-- begin Given records --

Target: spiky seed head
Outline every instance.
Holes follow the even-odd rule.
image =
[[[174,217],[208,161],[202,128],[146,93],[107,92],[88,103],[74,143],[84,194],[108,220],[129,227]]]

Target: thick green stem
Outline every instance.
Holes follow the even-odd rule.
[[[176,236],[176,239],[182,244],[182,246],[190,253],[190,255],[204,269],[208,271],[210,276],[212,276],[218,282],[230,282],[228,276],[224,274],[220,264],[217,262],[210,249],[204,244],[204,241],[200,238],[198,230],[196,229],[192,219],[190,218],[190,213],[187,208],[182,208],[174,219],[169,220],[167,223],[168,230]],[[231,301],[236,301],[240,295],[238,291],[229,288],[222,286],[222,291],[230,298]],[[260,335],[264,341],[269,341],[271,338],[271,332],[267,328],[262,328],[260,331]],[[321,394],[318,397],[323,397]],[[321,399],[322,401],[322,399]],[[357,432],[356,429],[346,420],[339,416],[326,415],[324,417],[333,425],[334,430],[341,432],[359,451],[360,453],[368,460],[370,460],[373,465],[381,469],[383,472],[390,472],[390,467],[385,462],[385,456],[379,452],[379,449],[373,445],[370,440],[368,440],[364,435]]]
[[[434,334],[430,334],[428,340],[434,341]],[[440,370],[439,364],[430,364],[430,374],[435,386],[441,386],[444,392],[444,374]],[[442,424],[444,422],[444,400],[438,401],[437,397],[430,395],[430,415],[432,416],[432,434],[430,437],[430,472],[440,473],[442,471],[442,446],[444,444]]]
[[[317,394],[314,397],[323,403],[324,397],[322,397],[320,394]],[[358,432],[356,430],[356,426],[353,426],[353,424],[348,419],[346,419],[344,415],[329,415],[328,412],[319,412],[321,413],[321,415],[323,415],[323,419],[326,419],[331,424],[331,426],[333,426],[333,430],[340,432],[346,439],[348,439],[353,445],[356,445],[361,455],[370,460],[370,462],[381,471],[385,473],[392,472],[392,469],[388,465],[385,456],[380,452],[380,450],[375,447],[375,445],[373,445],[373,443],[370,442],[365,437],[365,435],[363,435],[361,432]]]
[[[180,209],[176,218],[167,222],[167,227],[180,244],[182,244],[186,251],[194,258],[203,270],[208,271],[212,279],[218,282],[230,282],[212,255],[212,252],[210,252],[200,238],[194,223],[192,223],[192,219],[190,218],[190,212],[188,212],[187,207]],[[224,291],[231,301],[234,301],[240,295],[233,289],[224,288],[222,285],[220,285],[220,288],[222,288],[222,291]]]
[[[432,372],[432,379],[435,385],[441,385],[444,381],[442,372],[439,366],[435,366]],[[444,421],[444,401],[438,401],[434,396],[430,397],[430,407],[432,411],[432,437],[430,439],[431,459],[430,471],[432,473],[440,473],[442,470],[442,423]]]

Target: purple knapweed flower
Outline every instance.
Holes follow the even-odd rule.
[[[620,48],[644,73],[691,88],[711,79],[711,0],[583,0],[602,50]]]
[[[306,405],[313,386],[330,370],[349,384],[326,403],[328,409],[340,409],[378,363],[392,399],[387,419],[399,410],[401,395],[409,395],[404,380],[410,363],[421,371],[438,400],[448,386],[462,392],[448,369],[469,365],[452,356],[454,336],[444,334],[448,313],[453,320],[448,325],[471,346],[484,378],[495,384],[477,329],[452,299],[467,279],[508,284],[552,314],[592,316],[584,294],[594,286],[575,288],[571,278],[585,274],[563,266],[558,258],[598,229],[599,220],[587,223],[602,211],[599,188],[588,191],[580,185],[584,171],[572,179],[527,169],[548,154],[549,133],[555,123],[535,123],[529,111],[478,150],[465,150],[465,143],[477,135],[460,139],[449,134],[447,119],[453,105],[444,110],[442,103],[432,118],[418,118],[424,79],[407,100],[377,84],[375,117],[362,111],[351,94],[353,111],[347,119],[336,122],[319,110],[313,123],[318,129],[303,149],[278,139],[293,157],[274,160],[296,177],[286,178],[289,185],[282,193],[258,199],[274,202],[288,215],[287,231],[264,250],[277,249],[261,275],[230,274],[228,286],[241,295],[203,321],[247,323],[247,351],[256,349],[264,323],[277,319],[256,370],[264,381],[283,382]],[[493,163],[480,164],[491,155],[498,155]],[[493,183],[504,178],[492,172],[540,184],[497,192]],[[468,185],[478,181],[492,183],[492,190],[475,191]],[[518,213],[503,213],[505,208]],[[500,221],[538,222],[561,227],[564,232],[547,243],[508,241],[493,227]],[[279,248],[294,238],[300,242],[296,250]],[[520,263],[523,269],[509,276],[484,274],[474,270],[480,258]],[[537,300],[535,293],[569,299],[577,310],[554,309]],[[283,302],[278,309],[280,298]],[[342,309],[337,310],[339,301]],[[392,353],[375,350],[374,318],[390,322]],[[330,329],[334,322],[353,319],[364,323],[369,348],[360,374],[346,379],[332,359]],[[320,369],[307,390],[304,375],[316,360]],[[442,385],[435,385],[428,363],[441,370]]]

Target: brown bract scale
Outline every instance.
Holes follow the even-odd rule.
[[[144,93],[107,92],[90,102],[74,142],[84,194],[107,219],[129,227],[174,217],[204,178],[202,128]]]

-- end Given records --

| The problem |
Render the material from the line containing "Target: brown bract scale" through the last line as a Markdown table with columns No. and Line. Give each line its own numbered row and leave out blank lines.

| Right answer |
| No. | Line |
|---|---|
| 1 | Target: brown bract scale |
| 2 | Outline every instance. |
| 3 | Holes follow the even-odd rule. |
| 4 | [[[144,93],[107,92],[90,102],[74,142],[84,194],[107,219],[129,227],[174,217],[204,178],[202,128]]] |